▸ **DESCRIPTION OF THE TASK**
In the police report on the sex trafficking arrests in the Hollow, what bond was set for each of the three men charged?

GIVEN TEXT section start

Police Break Up Sex Trafficking Operation In The Hollow

From Bill Kaempffer, city police spokesman:

City vice officers in cooperation with state and federal authorities arrested three people Thursday after breaking up a sex trafficking operation in the city. The operation centered in the Hollow neighborhood and involved the rotation of women, mainly of Mexican descent, between New York and Bridgeport to work as prostitutes. The investigation remains active in New York and Massachusetts.

“This truly is a sad case,” said Police Chief Joseph L. Gaudett Jr. “These arrests resulted from outstanding cooperation and coordination between a number of agencies–local, state and federal. The FBI and Immigration and Customs Enforcement all played key roles in the investigation.”

The investigation began more than a year ago when Bridgeport Police developed information that a group of Mexican nationals were promoting prostitution in the Hollow section of the city. It was believed that the group was part of a larger multi-state ring that trafficked women. The ring is believed to have ties to organized crime in Mexico.

Working closely with the FBI, Bridgeport Sgt. John Andrews, Detective William Reilly and Officer Orlando Rosada were able develop information that the prostitution ring did indeed exist.

Over the course of the investigation, authorities sent in a confidential informant to pose as a customer. On one occasion, a female in the second-floor apartment told the CI that the “girls are downstairs.” Downstairs, the CI was shown several girls and quoted a price for sex. On a second occasion, the CI also was quoted a price but stated he felt uncomfortable having sex there because there were children in the residence.

He was handed a business card and told, “I will drive the girls to you. Just call me.”

On another occasion, one of the suspects was pulled over for a motor vehicle violation and police recovered several notebooks that included addresses from throughout Bridgeport. Police recovered more when they raided the apartments Thursday. The records are believed to ledgers of customers.

Investigators subsequently confirmed that the women were rotated in and out of the house and new woman arriving by train or were picked up from New York about once a week and sometimes more frequently. While in Bridgeport, the women were not permitted to leave the house.

On Thursday, authorities executed three search and seizure warrants at two houses at 246 Lexington Ave. and 204-206 Olive St. and arrested three men. Emiliano Alameda-Cabrera, 36, and brothers Dardo Reyes, 29, and Patricio Reyes, 33, were charged with prostitution-related charges and held on $1 million bond each.

GIVEN TEXT section end
EXCERPTED DATA section start

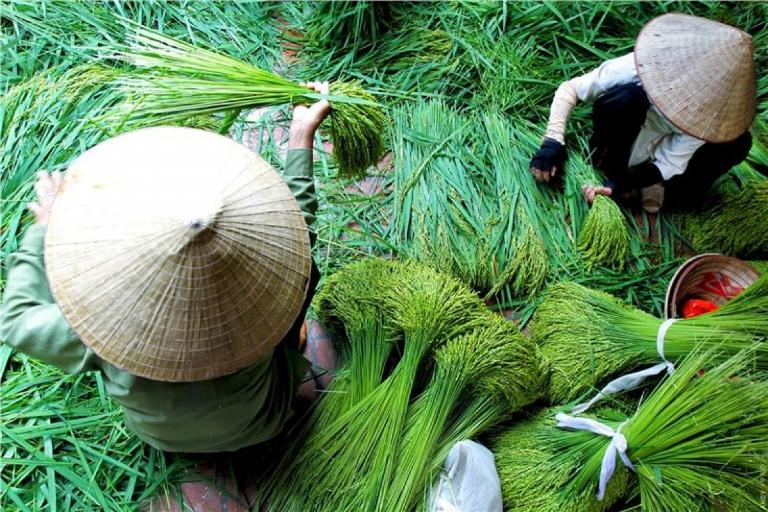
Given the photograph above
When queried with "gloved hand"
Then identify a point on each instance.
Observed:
(548, 160)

EXCERPTED DATA section end

▸ **WRITTEN RESPONSE**
$1 million each